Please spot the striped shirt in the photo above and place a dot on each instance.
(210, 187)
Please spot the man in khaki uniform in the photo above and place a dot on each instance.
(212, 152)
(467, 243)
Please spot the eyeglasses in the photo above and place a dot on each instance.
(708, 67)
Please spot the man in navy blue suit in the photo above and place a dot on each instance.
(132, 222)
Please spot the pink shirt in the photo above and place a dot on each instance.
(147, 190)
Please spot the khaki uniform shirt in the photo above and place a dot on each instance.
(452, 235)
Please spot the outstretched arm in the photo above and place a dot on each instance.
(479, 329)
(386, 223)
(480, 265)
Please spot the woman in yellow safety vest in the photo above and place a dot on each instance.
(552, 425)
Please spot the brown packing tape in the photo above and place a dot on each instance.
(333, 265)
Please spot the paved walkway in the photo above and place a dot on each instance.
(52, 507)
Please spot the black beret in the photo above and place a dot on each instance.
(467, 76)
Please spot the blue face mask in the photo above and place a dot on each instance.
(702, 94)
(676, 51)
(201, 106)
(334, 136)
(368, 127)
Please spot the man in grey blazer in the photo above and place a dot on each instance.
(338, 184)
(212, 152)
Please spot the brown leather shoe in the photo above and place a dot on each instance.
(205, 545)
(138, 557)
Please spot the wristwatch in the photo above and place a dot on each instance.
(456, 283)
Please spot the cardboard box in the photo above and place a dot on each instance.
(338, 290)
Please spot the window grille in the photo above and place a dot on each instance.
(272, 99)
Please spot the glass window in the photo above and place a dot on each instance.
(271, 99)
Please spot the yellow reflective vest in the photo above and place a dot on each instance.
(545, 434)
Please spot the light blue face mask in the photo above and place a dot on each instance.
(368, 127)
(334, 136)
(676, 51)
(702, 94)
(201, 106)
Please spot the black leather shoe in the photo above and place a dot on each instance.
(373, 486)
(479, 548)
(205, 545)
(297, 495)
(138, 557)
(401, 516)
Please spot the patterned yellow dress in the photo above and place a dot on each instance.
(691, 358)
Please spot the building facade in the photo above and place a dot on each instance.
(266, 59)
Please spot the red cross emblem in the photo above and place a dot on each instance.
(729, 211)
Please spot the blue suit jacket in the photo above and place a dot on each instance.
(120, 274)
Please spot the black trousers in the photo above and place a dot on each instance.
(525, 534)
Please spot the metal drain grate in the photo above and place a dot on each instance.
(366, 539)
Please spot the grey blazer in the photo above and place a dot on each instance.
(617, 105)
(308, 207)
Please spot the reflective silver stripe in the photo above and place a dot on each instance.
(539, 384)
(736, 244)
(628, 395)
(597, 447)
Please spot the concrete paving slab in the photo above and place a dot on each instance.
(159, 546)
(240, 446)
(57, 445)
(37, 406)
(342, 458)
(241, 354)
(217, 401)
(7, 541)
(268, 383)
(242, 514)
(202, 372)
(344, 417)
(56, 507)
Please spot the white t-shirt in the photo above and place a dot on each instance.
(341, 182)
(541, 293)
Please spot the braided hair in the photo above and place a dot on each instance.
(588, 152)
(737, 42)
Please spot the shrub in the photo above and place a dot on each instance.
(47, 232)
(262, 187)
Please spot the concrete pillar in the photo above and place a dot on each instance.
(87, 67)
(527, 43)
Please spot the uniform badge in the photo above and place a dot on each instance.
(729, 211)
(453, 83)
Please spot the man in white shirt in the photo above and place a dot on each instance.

Your objective —
Having read the material, return all of it word for word.

Answer section —
Please spot the striped shirt in the photo above and place a dot on each instance.
(210, 187)
Please spot the man in khaki uniform in the photo above and place a dot on each instance.
(212, 152)
(467, 243)
Please spot the eyeglasses in the photo above and place a dot on each instance.
(708, 67)
Please spot the man in navy blue suit in the photo above and place a dot on each instance.
(132, 222)
Please spot the pink shirt in the photo above and place a dot on each instance.
(147, 190)
Please spot the khaki uniform shirt in the photo above and place a dot on each instance.
(452, 235)
Please spot the outstretched arm in the photo above and place a dot on each instance.
(479, 329)
(386, 223)
(480, 265)
Please spot the woman in yellow safety vest in the photo above and place a dot on each instance.
(552, 425)
Please spot the brown packing tape in the photo above and place a dot on each instance.
(333, 265)
Please spot the paved walkway in the photo above and place a dot on each instance.
(52, 507)
Please spot the black beret in the photo above and place a dot on each instance.
(467, 76)
Please spot the blue face mask in the photo above and place a dot on each instance.
(702, 94)
(676, 51)
(201, 106)
(334, 136)
(368, 127)
Please spot the man in grey blazer in the photo above and place a dot on each instance.
(338, 184)
(212, 152)
Please spot the brown leather shoe in the photo above and place a dot on each instance.
(205, 545)
(138, 557)
Please spot the wristwatch in the photo above and place a dot on each instance.
(456, 283)
Please spot the cardboard box in the photo above and place a dot on each instance.
(338, 290)
Please spot the window grille in the photo above and place a dot on each instance.
(272, 99)
Please spot the glass window in the photo above and place a dot on each instance.
(271, 99)
Please spot the yellow reflective vest in the photo above and place a dot on each instance.
(545, 434)
Please spot the light blue face mask in the photo above and place a dot on each instance.
(368, 127)
(334, 136)
(676, 51)
(702, 94)
(201, 106)
Please spot the black leather shoe in the photo above and place a dot on each instance.
(373, 486)
(479, 548)
(205, 545)
(297, 495)
(138, 557)
(401, 516)
Please spot the patterned yellow dress in the photo above and place a dot on each instance.
(691, 358)
Please spot the building facade in the photo above and place a dot on each instance.
(266, 59)
Please spot the red cross emblem in the photo above and place a dot on each instance.
(729, 211)
Please spot the blue suit jacket in the photo above and place a dot on each instance.
(120, 274)
Please spot the black trousers in the photo above and place a dot on each instance.
(525, 534)
Please spot the metal drain grate in the photo above and place a dot on each instance.
(366, 539)
Please spot the grey blazer in the photo above and place a dot on each instance.
(617, 105)
(308, 207)
Please spot the reflective silver stripe in the photo above and place a dot on each instance.
(539, 384)
(736, 244)
(628, 395)
(597, 447)
Please spot the concrete paving slab in the photo above and place a dot on each instance.
(159, 546)
(240, 446)
(57, 445)
(37, 406)
(342, 458)
(241, 354)
(217, 401)
(7, 541)
(268, 383)
(242, 514)
(202, 372)
(344, 417)
(56, 507)
Please spot the white t-shirt in the photo above and place a dot on each instance.
(341, 182)
(541, 293)
Please spot the braided hair in the photo above and place a dot on each instance.
(588, 152)
(737, 42)
Please spot the shrub in the photo above and place a dot on each instance.
(47, 232)
(262, 187)
Please spot the concrete pillar in the photo above and place a dot on each instance.
(87, 67)
(527, 43)
Please spot the uniform badge in the photo above and place a dot on each instance.
(729, 211)
(453, 83)
Please spot the man in white shirt in the photo above and place a dot on each instance.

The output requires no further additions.